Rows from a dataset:
===
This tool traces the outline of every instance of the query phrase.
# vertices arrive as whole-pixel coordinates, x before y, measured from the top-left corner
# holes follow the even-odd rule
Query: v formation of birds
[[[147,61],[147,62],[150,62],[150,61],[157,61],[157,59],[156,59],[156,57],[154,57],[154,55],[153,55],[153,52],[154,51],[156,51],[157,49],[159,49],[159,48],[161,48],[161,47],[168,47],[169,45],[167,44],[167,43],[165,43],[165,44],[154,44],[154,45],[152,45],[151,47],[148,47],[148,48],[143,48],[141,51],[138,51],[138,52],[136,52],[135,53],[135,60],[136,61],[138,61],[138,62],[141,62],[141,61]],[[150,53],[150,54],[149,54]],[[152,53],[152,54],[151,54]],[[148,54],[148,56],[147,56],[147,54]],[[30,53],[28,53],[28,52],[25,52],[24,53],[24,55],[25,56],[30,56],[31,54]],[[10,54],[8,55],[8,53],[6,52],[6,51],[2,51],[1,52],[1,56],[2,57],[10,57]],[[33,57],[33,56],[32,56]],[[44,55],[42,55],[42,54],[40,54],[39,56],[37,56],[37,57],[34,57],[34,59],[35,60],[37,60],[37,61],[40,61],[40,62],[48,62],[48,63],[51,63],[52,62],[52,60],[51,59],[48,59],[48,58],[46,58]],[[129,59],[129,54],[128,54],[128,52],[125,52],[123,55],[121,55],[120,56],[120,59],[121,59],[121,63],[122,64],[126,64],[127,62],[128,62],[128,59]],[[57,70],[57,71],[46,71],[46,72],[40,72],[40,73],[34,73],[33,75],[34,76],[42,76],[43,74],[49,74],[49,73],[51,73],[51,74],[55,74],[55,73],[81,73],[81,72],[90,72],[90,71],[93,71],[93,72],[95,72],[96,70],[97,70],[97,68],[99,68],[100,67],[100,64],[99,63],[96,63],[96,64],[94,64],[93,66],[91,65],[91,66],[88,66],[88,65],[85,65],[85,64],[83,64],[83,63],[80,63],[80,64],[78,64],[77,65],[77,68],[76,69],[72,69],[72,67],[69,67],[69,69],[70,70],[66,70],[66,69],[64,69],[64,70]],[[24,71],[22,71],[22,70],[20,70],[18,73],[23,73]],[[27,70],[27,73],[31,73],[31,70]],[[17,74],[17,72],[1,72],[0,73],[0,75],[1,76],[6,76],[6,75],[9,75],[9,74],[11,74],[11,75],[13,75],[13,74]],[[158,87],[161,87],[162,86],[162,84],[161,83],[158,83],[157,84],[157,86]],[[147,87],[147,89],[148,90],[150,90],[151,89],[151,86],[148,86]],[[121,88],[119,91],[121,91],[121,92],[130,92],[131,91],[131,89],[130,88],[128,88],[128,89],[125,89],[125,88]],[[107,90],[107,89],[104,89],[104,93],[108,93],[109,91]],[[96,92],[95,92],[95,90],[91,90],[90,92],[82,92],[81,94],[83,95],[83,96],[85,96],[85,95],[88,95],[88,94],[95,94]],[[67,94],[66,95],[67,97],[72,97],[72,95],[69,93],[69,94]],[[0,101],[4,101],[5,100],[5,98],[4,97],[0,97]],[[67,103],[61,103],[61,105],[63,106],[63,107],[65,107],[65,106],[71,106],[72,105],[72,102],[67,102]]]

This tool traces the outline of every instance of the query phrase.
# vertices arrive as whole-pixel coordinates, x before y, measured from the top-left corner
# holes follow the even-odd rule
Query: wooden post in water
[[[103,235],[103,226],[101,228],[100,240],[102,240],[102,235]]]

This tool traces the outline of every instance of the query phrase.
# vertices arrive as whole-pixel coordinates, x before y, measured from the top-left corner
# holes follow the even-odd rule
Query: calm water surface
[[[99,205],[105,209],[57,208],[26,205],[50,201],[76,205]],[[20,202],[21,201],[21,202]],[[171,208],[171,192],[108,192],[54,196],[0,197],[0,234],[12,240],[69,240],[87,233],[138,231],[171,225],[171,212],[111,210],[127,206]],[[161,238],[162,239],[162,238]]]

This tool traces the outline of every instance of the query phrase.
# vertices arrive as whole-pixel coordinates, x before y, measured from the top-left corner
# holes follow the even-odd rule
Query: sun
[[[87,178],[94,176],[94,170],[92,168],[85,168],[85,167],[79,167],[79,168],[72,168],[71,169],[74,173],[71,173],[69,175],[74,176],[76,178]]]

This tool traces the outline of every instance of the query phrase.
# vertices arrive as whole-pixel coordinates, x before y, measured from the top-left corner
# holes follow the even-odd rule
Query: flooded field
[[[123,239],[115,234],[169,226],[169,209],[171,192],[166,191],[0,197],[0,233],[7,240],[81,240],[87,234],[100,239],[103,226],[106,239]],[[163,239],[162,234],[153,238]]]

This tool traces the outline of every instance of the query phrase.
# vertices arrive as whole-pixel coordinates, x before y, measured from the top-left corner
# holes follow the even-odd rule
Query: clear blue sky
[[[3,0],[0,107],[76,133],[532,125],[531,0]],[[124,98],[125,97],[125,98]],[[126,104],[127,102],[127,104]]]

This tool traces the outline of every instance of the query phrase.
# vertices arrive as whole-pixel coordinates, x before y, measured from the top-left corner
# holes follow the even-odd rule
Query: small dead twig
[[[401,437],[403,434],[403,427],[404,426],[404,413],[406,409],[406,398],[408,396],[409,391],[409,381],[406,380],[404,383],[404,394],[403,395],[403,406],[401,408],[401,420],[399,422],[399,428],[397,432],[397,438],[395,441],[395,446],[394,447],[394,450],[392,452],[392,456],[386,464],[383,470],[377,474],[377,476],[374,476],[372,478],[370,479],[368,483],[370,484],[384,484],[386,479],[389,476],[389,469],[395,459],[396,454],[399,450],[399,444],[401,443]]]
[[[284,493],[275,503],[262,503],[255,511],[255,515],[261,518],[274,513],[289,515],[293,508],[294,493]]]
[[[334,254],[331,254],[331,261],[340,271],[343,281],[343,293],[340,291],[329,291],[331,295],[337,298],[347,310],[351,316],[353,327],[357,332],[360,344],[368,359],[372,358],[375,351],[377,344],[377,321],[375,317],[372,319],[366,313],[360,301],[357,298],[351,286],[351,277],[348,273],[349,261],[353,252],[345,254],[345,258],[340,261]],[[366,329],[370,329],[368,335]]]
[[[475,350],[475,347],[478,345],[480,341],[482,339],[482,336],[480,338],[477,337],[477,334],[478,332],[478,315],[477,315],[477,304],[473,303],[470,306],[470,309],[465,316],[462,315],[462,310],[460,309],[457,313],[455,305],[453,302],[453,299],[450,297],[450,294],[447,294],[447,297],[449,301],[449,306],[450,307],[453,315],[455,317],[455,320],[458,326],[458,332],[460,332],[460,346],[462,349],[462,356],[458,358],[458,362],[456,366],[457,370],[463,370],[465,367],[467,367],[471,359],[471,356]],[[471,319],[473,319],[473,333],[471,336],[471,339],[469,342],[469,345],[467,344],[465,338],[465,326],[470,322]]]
===
Rewrite the records above with every occurrence of "whole-pixel coordinates" replaced by "integer pixel coordinates", leaving all other text unchanged.

* _RESULT FOR THIS EXERCISE_
This tool traces the outline of every instance of the query phrase.
# vertices arrive as integer pixel coordinates, x before y, measured from the top-left corner
# holes follow the even-odd rule
Query: v formation of birds
[[[147,61],[147,62],[150,62],[150,61],[157,61],[157,59],[156,59],[156,57],[154,57],[154,55],[153,55],[153,52],[154,51],[156,51],[157,49],[159,49],[159,48],[161,48],[161,47],[168,47],[169,45],[167,44],[167,43],[165,43],[165,44],[154,44],[154,45],[152,45],[151,47],[148,47],[148,48],[143,48],[141,51],[138,51],[138,52],[136,52],[135,53],[135,60],[136,61],[138,61],[138,62],[141,62],[141,61]],[[150,53],[150,54],[149,54]],[[152,53],[152,54],[151,54]],[[148,54],[148,56],[147,56],[147,54]],[[30,53],[28,53],[28,52],[25,52],[24,53],[24,55],[25,56],[30,56],[31,54]],[[10,54],[8,55],[8,53],[6,52],[6,51],[2,51],[1,52],[1,56],[2,57],[10,57]],[[33,57],[33,56],[32,56]],[[44,55],[42,55],[42,54],[40,54],[39,56],[37,56],[37,57],[34,57],[34,59],[35,60],[37,60],[37,61],[40,61],[40,62],[48,62],[48,63],[51,63],[52,62],[52,60],[51,59],[48,59],[48,58],[46,58]],[[129,59],[129,54],[128,54],[128,52],[125,52],[123,55],[121,55],[120,56],[120,59],[121,59],[121,63],[122,64],[126,64],[127,62],[128,62],[128,59]],[[57,70],[57,71],[46,71],[46,72],[40,72],[40,73],[34,73],[33,75],[34,76],[42,76],[43,74],[49,74],[49,73],[51,73],[51,74],[55,74],[55,73],[81,73],[81,72],[90,72],[90,71],[93,71],[93,72],[95,72],[96,70],[97,70],[97,68],[99,68],[100,67],[100,64],[99,63],[96,63],[96,64],[94,64],[93,66],[91,65],[91,66],[88,66],[88,65],[85,65],[85,64],[83,64],[83,63],[80,63],[80,64],[78,64],[77,65],[77,68],[76,69],[72,69],[72,67],[69,67],[69,69],[70,70],[66,70],[66,69],[64,69],[64,70]],[[24,71],[22,71],[22,70],[20,70],[18,73],[23,73]],[[27,70],[27,73],[31,73],[31,70]],[[17,74],[17,72],[1,72],[0,73],[0,75],[1,76],[6,76],[6,75],[9,75],[9,74],[11,74],[11,75],[13,75],[13,74]],[[158,87],[161,87],[162,86],[162,84],[161,83],[158,83],[157,84],[157,86]],[[147,87],[147,89],[148,90],[150,90],[151,89],[151,86],[148,86]],[[121,88],[119,91],[121,91],[121,92],[130,92],[131,91],[131,89],[130,88],[128,88],[128,89],[125,89],[125,88]],[[107,90],[107,89],[104,89],[104,93],[108,93],[109,91]],[[96,92],[95,92],[95,90],[91,90],[90,92],[82,92],[81,94],[83,95],[83,96],[85,96],[85,95],[88,95],[88,94],[95,94]],[[67,94],[66,95],[67,97],[72,97],[72,95],[69,93],[69,94]],[[0,101],[4,101],[5,100],[5,98],[4,97],[0,97]],[[67,103],[61,103],[61,105],[63,106],[63,107],[65,107],[65,106],[71,106],[72,105],[72,102],[67,102]]]

This tool traces the outline of every instance of the query phrase.
# vertices arrive as integer pixel coordinates, x before y, measured from the top-left corner
# holes follow the even-odd rule
Query: wooden post in water
[[[103,235],[103,226],[101,228],[100,240],[102,240],[102,235]]]

This tool traces the outline of every instance of the query phrase.
# vertices arrive as integer pixel coordinates, x before y, measured from the top-left corner
# holes follow the even-odd rule
Query: calm water surface
[[[99,205],[105,209],[57,208],[26,205],[50,201],[76,205]],[[20,202],[21,201],[21,202]],[[171,208],[171,192],[108,192],[54,196],[0,197],[0,234],[12,240],[69,240],[87,233],[138,231],[171,225],[171,212],[111,210],[127,206]],[[161,238],[162,239],[162,238]]]

This tool traces the outline of every instance of the query phrase.
# vertices arrive as integer pixel coordinates, x before y, measured from the top-left corner
# holes follow the even-odd rule
Query: sun
[[[87,178],[94,176],[94,170],[92,168],[85,168],[85,167],[79,167],[79,168],[72,168],[71,169],[74,173],[71,173],[69,175],[74,176],[76,178]]]

This tool traces the outline of every instance of the query phrase.
# vertices arrive as integer pixel coordinates, x before y, measured from the top-left corner
# holes follow the even-odd rule
Query: flooded field
[[[123,239],[115,234],[169,226],[169,209],[171,192],[166,191],[0,197],[0,233],[7,240],[81,240],[87,234],[100,239],[103,226],[106,239]],[[163,239],[162,234],[153,238]]]

This tool traces the outline of every instance of the query phrase.
# vertices arrive as integer pixel coordinates, x before y, measured from the top-left corner
# holes follow the even-odd rule
Query: clear blue sky
[[[3,0],[0,107],[76,133],[532,125],[531,0]],[[124,98],[125,97],[125,98]],[[126,104],[127,102],[127,104]]]

This tool traces the outline of every instance of the query phrase.
# vertices arrive as integer pixel coordinates, x before y, measured from the top-left corner
# holes follow the even-odd rule
Query: small dead twig
[[[401,437],[403,434],[403,427],[404,426],[404,413],[406,409],[406,398],[408,396],[409,391],[409,381],[406,380],[404,383],[404,394],[403,395],[403,406],[401,408],[401,420],[399,422],[399,428],[397,432],[397,438],[395,441],[395,446],[394,447],[394,450],[392,452],[392,456],[386,464],[383,470],[377,474],[377,476],[374,476],[372,478],[370,479],[368,483],[370,484],[384,484],[386,479],[389,476],[389,469],[395,459],[396,454],[399,450],[399,444],[401,443]]]
[[[284,493],[275,503],[262,503],[255,511],[255,515],[261,518],[274,513],[289,515],[293,508],[294,493]]]
[[[334,254],[331,254],[331,261],[340,271],[343,281],[343,293],[340,291],[329,291],[331,295],[337,298],[347,310],[351,316],[353,327],[357,332],[360,344],[368,359],[372,358],[375,351],[377,344],[377,321],[375,317],[372,319],[366,313],[360,301],[357,298],[351,286],[351,277],[348,273],[349,261],[353,252],[345,254],[345,258],[340,261]],[[366,329],[370,329],[368,335]]]
[[[475,350],[475,347],[478,345],[480,341],[482,339],[482,336],[480,338],[477,337],[477,334],[478,332],[478,315],[477,315],[477,304],[473,303],[470,306],[470,309],[465,316],[462,315],[462,310],[460,309],[457,313],[455,305],[453,302],[453,299],[450,297],[450,294],[447,294],[447,297],[449,301],[449,306],[450,307],[453,315],[455,317],[455,320],[458,326],[458,332],[460,332],[460,346],[462,349],[462,356],[458,358],[458,362],[456,366],[457,370],[463,370],[465,367],[467,367],[471,359],[471,356]],[[471,319],[473,319],[473,333],[471,336],[471,339],[469,342],[469,345],[467,344],[465,338],[465,326],[470,322]]]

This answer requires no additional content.